*** Opening of RECORDS SUPPLIED ***

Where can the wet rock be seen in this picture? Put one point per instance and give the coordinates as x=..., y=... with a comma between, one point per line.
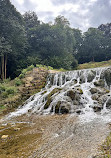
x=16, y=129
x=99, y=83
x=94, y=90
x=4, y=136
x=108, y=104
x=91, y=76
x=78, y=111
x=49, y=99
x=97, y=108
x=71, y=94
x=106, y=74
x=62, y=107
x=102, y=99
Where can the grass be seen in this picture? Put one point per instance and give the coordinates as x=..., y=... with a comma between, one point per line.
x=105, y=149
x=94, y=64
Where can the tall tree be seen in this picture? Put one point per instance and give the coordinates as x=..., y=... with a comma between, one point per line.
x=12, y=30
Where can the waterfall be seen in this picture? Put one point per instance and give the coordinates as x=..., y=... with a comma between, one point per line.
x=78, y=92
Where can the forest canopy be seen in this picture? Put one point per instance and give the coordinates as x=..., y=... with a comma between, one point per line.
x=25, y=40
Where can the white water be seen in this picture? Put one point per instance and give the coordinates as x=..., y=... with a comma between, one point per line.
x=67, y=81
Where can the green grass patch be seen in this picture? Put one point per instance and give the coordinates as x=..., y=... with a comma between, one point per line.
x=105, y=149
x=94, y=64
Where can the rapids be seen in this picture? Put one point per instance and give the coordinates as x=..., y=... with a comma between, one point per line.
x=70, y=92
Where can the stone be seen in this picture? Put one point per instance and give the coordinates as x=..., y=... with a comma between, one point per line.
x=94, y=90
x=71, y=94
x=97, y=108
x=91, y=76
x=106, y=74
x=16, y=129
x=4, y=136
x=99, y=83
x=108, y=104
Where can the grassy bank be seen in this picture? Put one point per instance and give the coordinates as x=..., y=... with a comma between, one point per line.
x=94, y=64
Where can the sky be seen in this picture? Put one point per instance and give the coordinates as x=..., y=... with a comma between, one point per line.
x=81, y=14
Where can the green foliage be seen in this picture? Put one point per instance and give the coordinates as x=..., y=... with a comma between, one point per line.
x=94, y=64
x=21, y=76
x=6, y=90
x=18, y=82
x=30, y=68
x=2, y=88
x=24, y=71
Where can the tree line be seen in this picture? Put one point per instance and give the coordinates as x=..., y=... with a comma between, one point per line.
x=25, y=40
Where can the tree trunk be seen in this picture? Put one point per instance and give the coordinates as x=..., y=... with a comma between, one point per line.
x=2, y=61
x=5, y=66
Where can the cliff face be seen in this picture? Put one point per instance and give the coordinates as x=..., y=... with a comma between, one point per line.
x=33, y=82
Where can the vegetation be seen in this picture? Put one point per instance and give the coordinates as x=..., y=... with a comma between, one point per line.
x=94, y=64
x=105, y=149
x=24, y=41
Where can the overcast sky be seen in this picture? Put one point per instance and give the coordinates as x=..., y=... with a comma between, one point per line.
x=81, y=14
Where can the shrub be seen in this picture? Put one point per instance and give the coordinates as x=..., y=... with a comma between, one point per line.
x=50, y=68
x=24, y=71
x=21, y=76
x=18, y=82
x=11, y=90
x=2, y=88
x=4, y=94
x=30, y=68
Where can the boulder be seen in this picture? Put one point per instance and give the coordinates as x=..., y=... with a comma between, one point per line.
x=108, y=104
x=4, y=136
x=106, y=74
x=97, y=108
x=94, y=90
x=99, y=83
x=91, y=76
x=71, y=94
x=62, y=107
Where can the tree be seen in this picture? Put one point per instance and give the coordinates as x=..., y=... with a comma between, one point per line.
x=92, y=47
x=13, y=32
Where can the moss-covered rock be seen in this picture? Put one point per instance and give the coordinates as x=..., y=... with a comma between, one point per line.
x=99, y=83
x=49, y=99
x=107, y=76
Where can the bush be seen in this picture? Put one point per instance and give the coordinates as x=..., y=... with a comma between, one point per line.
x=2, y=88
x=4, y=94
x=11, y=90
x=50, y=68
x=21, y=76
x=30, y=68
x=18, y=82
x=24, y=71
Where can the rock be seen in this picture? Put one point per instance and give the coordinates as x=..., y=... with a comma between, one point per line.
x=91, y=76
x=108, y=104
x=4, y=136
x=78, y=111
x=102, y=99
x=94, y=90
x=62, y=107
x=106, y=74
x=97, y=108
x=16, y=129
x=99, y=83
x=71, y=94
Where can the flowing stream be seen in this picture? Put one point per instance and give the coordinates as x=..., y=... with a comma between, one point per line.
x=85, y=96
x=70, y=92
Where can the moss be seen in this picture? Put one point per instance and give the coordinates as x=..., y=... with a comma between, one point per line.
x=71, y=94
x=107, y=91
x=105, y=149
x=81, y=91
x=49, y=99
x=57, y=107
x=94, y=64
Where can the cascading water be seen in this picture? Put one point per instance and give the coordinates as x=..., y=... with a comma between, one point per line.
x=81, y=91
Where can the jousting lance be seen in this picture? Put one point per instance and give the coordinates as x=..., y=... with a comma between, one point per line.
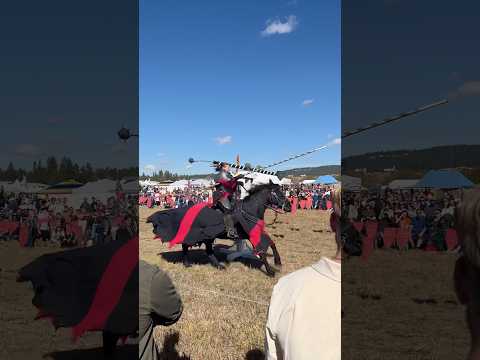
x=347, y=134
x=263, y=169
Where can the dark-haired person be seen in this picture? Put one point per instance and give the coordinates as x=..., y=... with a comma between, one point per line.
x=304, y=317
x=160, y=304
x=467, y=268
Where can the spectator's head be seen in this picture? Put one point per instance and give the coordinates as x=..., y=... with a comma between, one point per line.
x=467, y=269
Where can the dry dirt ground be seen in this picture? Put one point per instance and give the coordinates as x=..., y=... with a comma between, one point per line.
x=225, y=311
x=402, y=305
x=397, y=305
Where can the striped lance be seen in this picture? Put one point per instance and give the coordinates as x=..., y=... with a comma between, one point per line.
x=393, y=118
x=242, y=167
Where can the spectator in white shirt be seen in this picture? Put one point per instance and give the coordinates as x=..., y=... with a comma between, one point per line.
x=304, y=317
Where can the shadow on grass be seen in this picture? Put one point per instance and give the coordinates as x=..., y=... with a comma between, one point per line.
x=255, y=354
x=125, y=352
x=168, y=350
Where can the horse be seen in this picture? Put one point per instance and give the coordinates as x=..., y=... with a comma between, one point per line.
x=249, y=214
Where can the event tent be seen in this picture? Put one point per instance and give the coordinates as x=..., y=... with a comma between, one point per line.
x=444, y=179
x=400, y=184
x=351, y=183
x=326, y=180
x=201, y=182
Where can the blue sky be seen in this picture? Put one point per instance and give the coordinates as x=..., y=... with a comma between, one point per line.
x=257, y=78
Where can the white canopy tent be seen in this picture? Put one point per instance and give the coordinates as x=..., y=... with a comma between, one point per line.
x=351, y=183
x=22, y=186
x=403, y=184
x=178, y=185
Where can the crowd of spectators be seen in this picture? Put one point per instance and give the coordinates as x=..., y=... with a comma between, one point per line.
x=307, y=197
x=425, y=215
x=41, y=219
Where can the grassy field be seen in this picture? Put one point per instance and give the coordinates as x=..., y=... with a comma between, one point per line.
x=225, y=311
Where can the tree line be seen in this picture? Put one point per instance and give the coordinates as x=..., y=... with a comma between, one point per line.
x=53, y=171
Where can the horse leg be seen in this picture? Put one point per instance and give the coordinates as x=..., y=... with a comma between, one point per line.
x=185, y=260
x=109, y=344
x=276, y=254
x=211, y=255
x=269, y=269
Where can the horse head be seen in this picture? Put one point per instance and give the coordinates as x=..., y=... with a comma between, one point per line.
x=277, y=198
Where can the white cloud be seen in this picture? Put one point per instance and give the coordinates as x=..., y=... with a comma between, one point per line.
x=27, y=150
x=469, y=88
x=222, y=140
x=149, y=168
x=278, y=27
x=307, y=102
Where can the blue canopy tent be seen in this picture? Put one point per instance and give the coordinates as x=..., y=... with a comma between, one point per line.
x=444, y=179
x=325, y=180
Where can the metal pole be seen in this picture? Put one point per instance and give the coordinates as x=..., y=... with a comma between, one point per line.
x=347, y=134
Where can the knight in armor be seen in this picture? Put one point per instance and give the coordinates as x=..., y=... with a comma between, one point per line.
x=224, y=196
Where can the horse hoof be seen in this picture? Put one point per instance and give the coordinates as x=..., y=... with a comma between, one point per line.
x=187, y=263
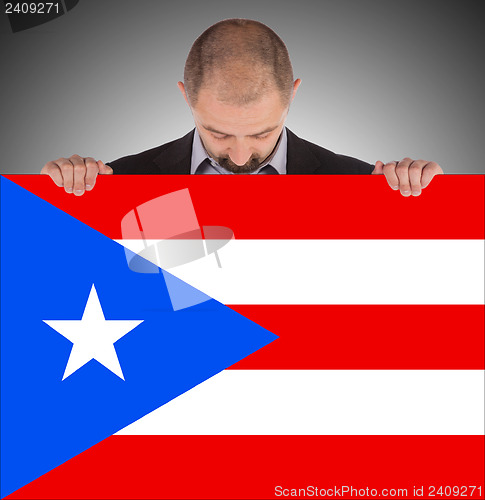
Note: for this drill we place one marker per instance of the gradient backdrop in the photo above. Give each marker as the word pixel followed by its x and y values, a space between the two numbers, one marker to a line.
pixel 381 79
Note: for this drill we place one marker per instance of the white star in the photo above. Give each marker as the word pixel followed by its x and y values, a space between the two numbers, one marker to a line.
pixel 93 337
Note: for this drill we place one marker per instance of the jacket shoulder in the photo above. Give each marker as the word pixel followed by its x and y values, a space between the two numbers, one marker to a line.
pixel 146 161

*** Close of RECORDS SUPPLIED ***

▶ WORK ORDER
Going from the line that has "of the jacket" through the last line of the entries, retype each line exactly as given and add nothing.

▶ SOLUTION TO THIS PROBLEM
Note: for this drill we place one marker per instance of the jacket shoulder in the photo above. Give each marker as the word pixel followed by its x and y values, a space between the two numbers, one marker to a line.
pixel 146 161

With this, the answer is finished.